[EXCERPTED DATA]
──────────

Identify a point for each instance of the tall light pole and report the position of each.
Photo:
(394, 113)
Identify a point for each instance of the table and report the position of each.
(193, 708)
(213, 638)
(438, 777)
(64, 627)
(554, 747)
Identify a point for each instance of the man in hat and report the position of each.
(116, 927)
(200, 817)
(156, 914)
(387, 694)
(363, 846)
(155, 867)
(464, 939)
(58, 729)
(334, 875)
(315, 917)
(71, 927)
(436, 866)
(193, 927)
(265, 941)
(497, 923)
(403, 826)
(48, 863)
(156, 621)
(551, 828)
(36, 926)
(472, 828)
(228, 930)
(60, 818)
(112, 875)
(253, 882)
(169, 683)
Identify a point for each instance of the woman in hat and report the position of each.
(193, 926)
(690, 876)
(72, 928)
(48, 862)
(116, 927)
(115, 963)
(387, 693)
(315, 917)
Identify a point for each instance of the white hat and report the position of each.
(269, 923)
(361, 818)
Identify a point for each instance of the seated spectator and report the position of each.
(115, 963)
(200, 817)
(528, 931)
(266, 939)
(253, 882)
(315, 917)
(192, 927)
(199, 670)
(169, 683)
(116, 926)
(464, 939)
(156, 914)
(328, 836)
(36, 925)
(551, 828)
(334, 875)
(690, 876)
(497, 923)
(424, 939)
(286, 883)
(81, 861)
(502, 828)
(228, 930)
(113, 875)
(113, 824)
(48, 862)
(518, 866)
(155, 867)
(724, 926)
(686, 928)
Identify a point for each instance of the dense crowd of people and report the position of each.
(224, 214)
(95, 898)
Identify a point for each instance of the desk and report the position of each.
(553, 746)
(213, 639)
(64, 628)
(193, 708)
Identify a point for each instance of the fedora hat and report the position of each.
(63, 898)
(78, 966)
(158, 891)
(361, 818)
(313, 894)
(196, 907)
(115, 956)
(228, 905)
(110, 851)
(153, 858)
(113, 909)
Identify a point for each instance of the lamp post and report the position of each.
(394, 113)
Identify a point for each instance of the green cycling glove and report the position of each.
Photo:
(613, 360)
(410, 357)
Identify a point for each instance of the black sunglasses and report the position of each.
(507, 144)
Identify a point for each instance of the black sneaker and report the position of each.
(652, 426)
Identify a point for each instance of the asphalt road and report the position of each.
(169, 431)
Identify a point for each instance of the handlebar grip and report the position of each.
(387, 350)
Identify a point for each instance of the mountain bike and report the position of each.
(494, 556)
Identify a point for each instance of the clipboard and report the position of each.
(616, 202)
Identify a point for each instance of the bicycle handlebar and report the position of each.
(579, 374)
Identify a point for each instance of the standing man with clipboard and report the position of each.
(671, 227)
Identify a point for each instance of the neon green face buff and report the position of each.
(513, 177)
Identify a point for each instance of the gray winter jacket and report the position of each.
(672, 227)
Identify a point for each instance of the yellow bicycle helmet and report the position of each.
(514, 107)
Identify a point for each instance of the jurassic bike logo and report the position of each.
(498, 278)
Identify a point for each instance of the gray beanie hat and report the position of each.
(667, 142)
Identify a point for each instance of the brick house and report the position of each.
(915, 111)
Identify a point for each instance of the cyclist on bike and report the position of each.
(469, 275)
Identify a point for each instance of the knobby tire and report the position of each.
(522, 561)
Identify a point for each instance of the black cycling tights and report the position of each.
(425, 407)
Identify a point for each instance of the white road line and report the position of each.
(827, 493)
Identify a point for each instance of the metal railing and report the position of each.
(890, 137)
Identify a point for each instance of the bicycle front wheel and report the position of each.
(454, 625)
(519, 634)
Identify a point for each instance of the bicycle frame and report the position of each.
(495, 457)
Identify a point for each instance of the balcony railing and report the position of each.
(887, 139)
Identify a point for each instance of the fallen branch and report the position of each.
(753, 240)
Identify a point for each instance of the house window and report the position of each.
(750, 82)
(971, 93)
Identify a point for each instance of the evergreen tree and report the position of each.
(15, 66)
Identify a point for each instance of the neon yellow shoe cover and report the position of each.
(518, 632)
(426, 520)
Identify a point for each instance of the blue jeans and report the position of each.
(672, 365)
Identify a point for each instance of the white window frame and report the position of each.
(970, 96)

──────────

[PROBLEM] Copy out every line above word for word.

[RESULT FOR THIS EXERCISE]
Identify a point for each instance of the tall light pole and report the position of each.
Photo:
(394, 113)
Identify a point for each instance of the table and report the position of each.
(193, 708)
(213, 638)
(438, 777)
(64, 627)
(554, 747)
Identify a point for each instance of the man in hat and report the position of each.
(116, 927)
(200, 817)
(156, 914)
(387, 694)
(363, 846)
(155, 867)
(464, 939)
(58, 729)
(334, 875)
(315, 917)
(71, 927)
(436, 866)
(193, 927)
(265, 941)
(497, 923)
(403, 826)
(48, 863)
(156, 621)
(551, 828)
(36, 926)
(472, 828)
(228, 930)
(60, 818)
(112, 875)
(253, 882)
(169, 683)
Identify a point for each instance of the woman in hat and report the position of each.
(193, 926)
(690, 876)
(72, 928)
(48, 862)
(116, 927)
(115, 963)
(387, 693)
(315, 917)
Identify a point for each instance of the white hat and report the position of each.
(269, 923)
(361, 818)
Identify a point for each instance of the seated spectator and report the position of each.
(115, 963)
(200, 817)
(528, 931)
(266, 939)
(253, 882)
(315, 917)
(192, 927)
(199, 670)
(169, 683)
(116, 926)
(464, 939)
(156, 914)
(328, 836)
(36, 925)
(551, 828)
(334, 875)
(690, 876)
(497, 923)
(424, 939)
(286, 883)
(81, 861)
(502, 828)
(228, 930)
(113, 875)
(113, 824)
(48, 862)
(518, 866)
(155, 867)
(724, 926)
(686, 928)
Identify a point for each instance of the dense crowd of people and report the position of each.
(224, 214)
(95, 898)
Identify a point for each instance of the desk and report the position of each.
(553, 746)
(213, 639)
(64, 628)
(193, 708)
Identify a point for each instance of the fedora hat and report the position of each.
(63, 898)
(78, 966)
(158, 891)
(361, 818)
(313, 894)
(196, 907)
(115, 956)
(228, 905)
(110, 851)
(153, 858)
(113, 909)
Identify a point for each instance of the lamp post and report the position of each.
(394, 113)
Identify a point for each instance of the green cycling glove and report the position of each.
Photo:
(613, 360)
(410, 357)
Identify a point for each instance of the black sunglasses and report the position of each.
(507, 144)
Identify a point for each instance of the black sneaker and report the position of each.
(652, 426)
Identify a point for each instance of the asphalt road and report the position of each.
(169, 431)
Identify a point for each instance of the handlebar grip and report the position of each.
(387, 350)
Identify a point for each instance of the mountain bike and report the position of each.
(494, 556)
Identify a point for each instance of the clipboard and report the position of each.
(616, 202)
Identify a point for each instance of the bicycle handlebar and report the position of each.
(579, 374)
Identify a point for each instance of the standing man with clipboard and report the position of each.
(671, 227)
Identify a point for each instance of the neon green face buff and report the position of each.
(513, 177)
Identify a point for each instance of the gray winter jacket and report the position of each.
(672, 227)
Identify a point for each instance of the yellow bicycle helmet and report the position of each.
(514, 107)
Identify a point for each instance of the jurassic bike logo and report the position of each.
(498, 278)
Identify a point for each instance of the gray beanie hat and report the position of each.
(667, 142)
Identify a point for each instance of the brick house and report the position of each.
(915, 111)
Identify a point for each instance of the cyclist on bike and report the position of each.
(469, 275)
Identify a point for each instance of the knobby tire and report the position of each.
(522, 561)
Identify a point for each instance of the black cycling tights and report the position of each.
(425, 407)
Identify a point for each instance of the white road line and report the position of each.
(827, 493)
Identify a point for each instance of the metal railing and report the position of each.
(890, 137)
Identify a point for each instance of the bicycle front wheel and report the position of each.
(454, 625)
(519, 634)
Identify a point for each instance of the bicycle frame and report the position of each.
(495, 457)
Identify a point for each instance of the balcony railing and report the position of each.
(887, 139)
Identify a point for each instance of the fallen branch and report the position of each.
(753, 240)
Identify a point for each instance of the house window and report the position of each.
(750, 82)
(971, 93)
Identify a point for each instance of the evergreen tree and report the position of each.
(15, 66)
Identify a point for each instance of the neon yellow shoe cover and report the position of each.
(518, 632)
(426, 520)
Identify a point for each instance of the blue jeans and report the position of each.
(672, 365)
Identify a point for each instance of the white window frame and report the position of each.
(970, 96)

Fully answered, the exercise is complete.